I just got the answer to this problem right:
Ten out of every 1,000 women have breast cancer. Of these 10 women with breast cancer, 9 test positive. Of the 990 women without cancer, about 89 nevertheless test positive. A woman tests positive and wants to know whether she has breast cancer for sure, or at least what the chances are. What is the best answer?I realize most ktm readers can do this in their sleep, but I had to reason it through ... and I did!
That really makes me happy.
Which brings me to yesterday's challenge: I wrote a proof!
On purpose!
I had been talking to friends about index funds, the stock market, and the ever-terrifying Federal Reserve...and pretty soon I found myself utterly confused.
My question was whether Ed and I needed to get the 401(k) out of an index fund and into cash while the stock market is losing its mind.
Both of my friends seemed to think that something called "dollar cost averaging," which I had never heard of, meant that you don't actually lose more money when the stock market declines because your dollar cost average now goes down as you buy more shares with each new deposit into the 401(k).
_____
PROBLEMS TO WORK ON
1. Repeat everything in the blog post from "Which brings me" down to "myself utterly confused.".
2. In the blog post, how many of the 10 women with breast cancer test positive?

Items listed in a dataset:
_____
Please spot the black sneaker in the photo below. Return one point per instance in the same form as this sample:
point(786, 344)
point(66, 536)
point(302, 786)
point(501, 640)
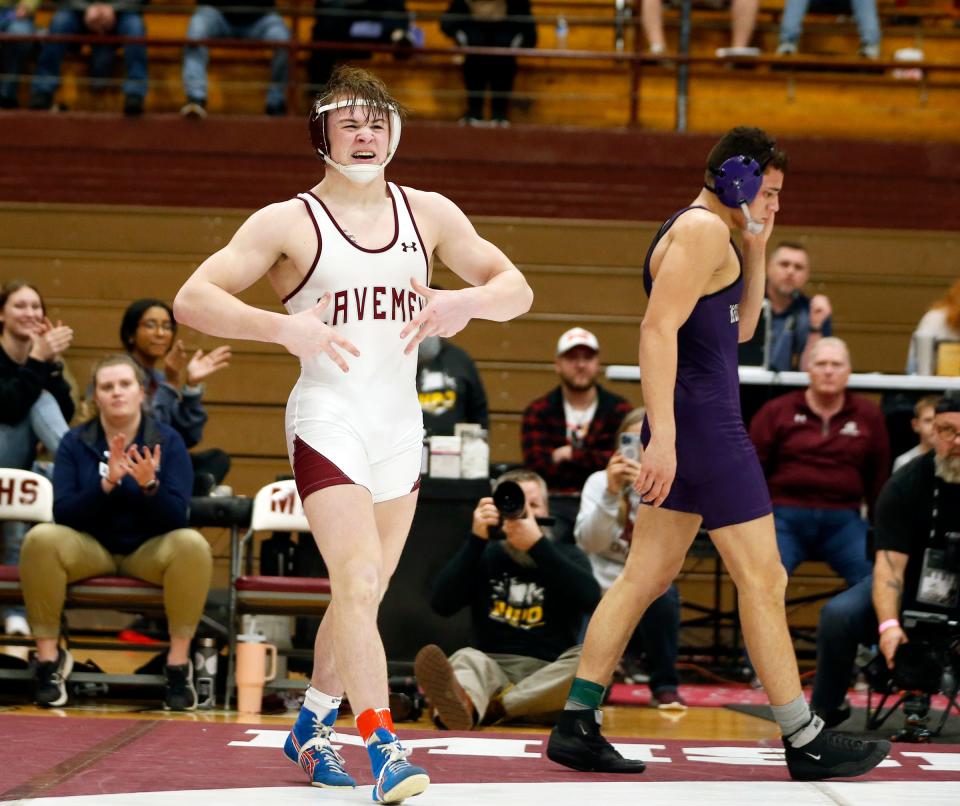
_____
SOLUTIONS
1.
Which brings me to yesterday's challenge: I wrote a proof!
On purpose!
I had been talking to friends about index funds, the stock market, and the ever-terrifying Federal Reserve...and pretty soon I found myself utterly confused.

2. 9